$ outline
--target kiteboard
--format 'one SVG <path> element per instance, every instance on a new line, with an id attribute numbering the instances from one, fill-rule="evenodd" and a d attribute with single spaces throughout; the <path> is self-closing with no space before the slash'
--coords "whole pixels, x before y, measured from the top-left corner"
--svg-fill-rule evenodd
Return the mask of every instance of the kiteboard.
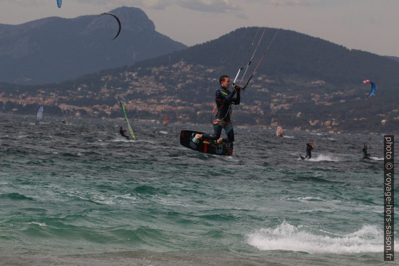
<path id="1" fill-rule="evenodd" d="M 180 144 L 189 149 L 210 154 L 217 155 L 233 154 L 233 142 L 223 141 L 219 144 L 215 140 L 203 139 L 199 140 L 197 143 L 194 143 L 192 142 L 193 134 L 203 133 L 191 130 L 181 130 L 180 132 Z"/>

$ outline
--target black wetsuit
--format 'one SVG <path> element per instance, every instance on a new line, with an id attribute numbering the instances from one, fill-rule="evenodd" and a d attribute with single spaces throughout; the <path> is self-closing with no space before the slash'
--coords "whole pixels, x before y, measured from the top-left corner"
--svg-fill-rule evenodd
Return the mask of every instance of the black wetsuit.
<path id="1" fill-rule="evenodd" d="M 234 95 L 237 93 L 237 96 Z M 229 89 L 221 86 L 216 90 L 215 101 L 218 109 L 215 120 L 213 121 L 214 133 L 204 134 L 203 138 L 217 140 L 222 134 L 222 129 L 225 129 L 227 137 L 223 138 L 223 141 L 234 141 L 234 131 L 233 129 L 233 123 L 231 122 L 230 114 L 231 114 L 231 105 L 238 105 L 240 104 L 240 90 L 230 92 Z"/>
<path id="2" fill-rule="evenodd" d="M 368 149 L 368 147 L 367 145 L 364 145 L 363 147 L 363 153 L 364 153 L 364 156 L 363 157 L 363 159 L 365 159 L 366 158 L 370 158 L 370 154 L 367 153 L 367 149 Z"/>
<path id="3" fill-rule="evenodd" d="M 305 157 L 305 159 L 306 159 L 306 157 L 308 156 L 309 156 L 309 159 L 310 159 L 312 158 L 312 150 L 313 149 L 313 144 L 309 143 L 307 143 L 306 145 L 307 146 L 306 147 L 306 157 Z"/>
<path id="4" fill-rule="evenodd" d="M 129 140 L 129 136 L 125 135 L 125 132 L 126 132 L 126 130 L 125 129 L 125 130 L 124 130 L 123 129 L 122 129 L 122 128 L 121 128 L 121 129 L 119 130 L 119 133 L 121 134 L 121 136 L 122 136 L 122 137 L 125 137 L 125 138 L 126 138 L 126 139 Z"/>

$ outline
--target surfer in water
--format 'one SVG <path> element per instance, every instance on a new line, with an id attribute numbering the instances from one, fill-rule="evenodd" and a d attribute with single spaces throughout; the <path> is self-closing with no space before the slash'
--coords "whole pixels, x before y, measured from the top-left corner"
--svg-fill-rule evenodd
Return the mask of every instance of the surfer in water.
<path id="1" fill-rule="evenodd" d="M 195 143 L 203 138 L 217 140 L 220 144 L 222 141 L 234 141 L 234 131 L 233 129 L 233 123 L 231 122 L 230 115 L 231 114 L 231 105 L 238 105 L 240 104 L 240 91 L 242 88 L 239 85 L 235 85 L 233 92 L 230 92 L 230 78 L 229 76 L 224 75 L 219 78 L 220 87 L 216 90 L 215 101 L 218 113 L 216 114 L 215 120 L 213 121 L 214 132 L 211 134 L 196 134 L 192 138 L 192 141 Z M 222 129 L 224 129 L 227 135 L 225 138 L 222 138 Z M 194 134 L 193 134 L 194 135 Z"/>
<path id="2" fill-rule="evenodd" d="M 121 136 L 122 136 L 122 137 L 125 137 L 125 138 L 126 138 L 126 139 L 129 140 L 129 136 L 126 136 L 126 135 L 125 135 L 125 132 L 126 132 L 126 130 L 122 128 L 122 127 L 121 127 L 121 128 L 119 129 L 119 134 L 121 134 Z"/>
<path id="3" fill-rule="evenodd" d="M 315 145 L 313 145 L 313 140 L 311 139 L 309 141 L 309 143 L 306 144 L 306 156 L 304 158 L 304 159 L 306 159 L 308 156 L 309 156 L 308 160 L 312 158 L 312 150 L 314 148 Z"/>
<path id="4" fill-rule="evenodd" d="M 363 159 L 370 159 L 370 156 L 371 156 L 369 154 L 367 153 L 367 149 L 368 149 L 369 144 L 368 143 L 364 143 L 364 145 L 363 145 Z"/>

Problem description:
Please convert the lines from the first one through the line containing "180 144 L 189", both included, into a Markdown table with the columns Row and Line. Number the rows, and skip blank lines and the pictures.

Worked answer:
| Row | Line |
|---|---|
| 1 | $ outline |
| 2 | --target kiteboard |
| 3 | --format 'one SVG <path> element per instance, every instance on a new line, with an id attribute numbering the instances from one, fill-rule="evenodd" and a d attribute with single spaces throughout; the <path> is self-closing with no space before the slash' |
| 4 | --coords "whole pixels, x before y, measured from the top-left corner" |
| 5 | --svg-fill-rule evenodd |
| 6 | Return the mask of every instance of the kiteboard. |
| 7 | <path id="1" fill-rule="evenodd" d="M 180 144 L 189 149 L 210 154 L 217 155 L 233 154 L 233 142 L 223 141 L 219 144 L 215 140 L 203 139 L 199 140 L 197 143 L 194 143 L 192 142 L 193 134 L 203 133 L 191 130 L 181 130 L 180 132 Z"/> |